(begin)

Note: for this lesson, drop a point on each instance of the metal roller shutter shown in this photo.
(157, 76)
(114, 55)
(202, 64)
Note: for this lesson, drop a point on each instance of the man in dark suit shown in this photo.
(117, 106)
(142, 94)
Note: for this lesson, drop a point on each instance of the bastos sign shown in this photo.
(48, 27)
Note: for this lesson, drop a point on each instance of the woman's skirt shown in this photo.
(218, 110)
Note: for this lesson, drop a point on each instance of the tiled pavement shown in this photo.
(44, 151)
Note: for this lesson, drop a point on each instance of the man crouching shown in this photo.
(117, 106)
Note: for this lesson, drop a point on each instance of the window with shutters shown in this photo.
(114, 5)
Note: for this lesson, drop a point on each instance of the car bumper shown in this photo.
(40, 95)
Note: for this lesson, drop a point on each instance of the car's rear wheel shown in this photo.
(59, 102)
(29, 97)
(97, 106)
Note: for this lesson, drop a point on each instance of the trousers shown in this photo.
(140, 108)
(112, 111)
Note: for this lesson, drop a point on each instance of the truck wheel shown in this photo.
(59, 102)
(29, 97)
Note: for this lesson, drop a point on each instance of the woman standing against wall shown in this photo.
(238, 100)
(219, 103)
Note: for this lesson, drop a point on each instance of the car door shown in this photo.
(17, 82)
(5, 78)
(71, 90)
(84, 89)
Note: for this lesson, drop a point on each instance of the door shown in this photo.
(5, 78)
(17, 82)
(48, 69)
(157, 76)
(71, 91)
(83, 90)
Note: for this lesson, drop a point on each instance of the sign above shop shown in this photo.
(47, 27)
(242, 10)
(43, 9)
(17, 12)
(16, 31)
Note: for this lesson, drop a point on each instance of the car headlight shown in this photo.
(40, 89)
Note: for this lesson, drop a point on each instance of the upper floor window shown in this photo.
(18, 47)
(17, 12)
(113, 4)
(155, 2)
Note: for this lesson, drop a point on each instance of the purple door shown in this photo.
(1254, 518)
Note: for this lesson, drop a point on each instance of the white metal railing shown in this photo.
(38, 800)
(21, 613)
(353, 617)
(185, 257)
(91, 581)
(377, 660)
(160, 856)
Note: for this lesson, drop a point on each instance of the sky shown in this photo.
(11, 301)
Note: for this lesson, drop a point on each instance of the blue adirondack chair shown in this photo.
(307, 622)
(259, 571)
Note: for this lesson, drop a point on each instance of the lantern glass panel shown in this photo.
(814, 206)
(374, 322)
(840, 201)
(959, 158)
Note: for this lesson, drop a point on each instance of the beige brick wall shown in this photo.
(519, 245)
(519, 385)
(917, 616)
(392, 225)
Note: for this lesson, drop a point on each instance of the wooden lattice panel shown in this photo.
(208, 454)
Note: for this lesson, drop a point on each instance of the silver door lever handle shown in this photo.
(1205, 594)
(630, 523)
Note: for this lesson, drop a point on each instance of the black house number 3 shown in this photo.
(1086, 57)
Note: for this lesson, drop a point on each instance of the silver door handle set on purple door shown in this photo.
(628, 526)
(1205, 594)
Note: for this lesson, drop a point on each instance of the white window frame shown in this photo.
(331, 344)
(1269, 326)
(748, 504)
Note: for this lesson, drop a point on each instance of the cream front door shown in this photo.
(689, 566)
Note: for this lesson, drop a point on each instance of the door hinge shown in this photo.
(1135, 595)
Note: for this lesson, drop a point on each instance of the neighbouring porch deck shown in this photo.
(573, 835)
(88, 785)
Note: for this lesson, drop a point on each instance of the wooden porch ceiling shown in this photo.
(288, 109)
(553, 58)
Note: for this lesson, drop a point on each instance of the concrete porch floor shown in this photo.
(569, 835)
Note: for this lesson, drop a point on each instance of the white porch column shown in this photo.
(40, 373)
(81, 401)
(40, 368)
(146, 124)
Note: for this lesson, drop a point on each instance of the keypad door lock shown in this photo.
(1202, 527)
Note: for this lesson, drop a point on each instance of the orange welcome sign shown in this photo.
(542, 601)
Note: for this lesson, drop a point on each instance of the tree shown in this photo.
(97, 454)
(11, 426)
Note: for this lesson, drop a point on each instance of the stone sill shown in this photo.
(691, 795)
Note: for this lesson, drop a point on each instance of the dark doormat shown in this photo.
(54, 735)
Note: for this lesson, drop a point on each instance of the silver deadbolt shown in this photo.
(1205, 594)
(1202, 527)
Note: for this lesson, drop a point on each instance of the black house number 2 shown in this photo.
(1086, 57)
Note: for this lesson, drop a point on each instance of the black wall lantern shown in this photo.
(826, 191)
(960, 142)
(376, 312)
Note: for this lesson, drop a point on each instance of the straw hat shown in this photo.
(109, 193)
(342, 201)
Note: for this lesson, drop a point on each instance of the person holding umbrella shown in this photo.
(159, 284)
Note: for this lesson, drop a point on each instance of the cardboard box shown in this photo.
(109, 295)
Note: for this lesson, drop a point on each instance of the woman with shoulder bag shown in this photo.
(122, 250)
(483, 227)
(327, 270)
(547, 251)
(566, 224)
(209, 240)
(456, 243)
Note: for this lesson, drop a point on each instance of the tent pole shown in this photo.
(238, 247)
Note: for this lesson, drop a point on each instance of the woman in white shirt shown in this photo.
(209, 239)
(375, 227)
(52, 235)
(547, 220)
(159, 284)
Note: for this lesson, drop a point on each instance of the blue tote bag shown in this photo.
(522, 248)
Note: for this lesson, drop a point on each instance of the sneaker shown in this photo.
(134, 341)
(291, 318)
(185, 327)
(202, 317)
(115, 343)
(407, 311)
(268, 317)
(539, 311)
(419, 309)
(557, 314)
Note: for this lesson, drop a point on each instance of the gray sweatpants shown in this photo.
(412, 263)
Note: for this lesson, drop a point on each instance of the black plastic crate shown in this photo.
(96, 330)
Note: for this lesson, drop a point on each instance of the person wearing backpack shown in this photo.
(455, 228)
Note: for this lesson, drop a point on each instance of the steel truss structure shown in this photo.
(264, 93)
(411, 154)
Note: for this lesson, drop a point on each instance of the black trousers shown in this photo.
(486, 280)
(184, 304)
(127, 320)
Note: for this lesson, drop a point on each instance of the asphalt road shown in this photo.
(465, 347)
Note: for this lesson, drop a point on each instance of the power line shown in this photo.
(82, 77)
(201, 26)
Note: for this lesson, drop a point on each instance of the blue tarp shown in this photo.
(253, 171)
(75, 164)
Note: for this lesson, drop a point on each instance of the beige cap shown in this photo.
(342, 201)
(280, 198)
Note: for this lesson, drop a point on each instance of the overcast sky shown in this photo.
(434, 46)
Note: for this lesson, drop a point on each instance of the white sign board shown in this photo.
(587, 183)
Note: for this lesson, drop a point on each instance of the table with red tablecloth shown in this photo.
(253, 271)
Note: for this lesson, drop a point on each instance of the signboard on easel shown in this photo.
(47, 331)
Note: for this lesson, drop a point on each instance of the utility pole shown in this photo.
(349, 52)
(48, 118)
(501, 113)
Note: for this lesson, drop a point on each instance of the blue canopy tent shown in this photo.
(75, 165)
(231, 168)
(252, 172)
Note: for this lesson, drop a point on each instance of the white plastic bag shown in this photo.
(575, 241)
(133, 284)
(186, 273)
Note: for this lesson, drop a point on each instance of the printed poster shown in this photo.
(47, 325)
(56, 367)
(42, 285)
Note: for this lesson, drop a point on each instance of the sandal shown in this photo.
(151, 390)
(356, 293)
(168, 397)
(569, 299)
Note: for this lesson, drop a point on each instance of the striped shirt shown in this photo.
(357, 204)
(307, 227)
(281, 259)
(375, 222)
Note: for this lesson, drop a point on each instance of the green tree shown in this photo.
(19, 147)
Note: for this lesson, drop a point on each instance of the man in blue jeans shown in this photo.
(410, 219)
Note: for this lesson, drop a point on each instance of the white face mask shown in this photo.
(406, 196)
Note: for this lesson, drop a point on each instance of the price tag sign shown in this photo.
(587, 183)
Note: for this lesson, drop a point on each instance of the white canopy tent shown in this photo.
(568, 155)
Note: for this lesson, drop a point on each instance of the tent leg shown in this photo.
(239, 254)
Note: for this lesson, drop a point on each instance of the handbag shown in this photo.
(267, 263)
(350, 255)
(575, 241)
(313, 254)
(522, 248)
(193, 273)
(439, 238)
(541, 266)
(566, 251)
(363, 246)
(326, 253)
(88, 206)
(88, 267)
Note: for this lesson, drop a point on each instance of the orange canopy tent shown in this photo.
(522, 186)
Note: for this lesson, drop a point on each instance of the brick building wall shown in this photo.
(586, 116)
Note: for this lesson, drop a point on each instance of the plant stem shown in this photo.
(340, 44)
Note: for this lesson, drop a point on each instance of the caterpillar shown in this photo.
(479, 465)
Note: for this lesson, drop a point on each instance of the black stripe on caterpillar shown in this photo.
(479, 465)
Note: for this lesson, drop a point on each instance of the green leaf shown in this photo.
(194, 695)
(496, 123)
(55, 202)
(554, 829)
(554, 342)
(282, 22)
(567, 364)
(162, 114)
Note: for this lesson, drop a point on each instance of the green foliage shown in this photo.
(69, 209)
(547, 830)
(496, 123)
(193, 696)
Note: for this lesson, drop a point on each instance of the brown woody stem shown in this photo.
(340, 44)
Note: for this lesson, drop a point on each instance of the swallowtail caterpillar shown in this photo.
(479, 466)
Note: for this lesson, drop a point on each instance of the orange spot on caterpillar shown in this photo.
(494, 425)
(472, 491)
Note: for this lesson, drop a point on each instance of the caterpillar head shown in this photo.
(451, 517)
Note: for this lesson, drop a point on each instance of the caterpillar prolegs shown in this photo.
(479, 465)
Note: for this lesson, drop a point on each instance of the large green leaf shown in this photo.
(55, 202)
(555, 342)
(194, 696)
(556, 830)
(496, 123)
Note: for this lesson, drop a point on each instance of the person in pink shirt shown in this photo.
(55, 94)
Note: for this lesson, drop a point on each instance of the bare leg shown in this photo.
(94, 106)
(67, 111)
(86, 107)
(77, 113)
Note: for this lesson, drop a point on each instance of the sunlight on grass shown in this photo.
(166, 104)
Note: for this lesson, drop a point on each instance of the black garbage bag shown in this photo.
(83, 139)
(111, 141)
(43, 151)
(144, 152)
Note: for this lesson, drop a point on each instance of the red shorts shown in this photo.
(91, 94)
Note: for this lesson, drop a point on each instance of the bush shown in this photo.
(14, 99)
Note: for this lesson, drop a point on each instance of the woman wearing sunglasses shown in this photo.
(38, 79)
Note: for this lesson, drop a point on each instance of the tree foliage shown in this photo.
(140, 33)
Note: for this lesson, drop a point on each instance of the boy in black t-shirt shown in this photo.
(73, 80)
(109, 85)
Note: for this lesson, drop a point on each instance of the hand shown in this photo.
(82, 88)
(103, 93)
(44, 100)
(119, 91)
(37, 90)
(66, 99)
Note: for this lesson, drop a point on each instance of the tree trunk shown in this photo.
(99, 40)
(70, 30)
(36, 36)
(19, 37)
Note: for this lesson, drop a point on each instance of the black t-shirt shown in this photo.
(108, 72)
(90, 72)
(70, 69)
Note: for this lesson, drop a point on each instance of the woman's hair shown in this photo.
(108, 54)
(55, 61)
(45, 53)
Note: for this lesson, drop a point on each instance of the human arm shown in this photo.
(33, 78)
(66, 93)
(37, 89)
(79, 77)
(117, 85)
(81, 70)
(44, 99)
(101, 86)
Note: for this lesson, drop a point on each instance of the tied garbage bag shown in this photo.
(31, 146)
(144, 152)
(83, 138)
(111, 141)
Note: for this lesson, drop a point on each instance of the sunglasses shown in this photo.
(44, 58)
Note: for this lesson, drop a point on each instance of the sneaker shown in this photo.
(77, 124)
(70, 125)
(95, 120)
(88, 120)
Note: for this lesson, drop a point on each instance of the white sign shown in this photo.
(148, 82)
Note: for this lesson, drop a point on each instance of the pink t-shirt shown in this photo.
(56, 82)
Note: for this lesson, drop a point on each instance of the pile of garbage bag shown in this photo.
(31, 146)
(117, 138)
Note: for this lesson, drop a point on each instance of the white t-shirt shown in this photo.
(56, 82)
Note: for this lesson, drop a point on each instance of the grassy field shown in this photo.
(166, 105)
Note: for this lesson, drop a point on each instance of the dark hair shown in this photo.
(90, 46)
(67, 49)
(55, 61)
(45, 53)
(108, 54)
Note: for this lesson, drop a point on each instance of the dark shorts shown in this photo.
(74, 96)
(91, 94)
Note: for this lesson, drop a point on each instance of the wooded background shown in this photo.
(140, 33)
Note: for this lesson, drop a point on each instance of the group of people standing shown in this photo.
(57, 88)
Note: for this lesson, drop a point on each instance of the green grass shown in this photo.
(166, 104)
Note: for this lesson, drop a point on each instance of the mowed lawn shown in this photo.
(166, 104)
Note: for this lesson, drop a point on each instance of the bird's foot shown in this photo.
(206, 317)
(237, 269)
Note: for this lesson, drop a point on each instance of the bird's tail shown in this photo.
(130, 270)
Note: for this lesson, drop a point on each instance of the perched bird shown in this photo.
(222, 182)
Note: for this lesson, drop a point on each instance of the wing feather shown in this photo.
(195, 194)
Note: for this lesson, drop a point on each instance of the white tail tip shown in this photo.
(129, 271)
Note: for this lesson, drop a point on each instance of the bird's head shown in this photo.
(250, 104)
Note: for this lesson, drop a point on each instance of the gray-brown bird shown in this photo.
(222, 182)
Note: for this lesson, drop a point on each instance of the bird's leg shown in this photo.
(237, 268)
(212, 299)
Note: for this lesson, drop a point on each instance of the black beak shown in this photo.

(end)

# TASK STATEMENT
Add 106 to both numbers of every coordinate pair in the answers, and write out again everything in the records from the line containing "3 shown in this photo." down to the line containing "(1135, 595)", both included. Keep the note lines unchanged.

# RIGHT ANSWER
Note: for this lesson, drop a point on each instance of the black house number 3 shown in this photo.
(1192, 163)
Note: for this lesson, drop a point on each instance of the silver door handle set on purple door shown in this photo.
(734, 632)
(1311, 700)
Note: for this lesson, drop a point on each instance of the white window frame shown in this photo.
(437, 450)
(1375, 432)
(854, 610)
Note: for this lesson, drop a point on each instance of the cream front door shown in this photo.
(795, 672)
Note: for this lesson, drop a point on each instance of the door hinge shown in this photo.
(1241, 701)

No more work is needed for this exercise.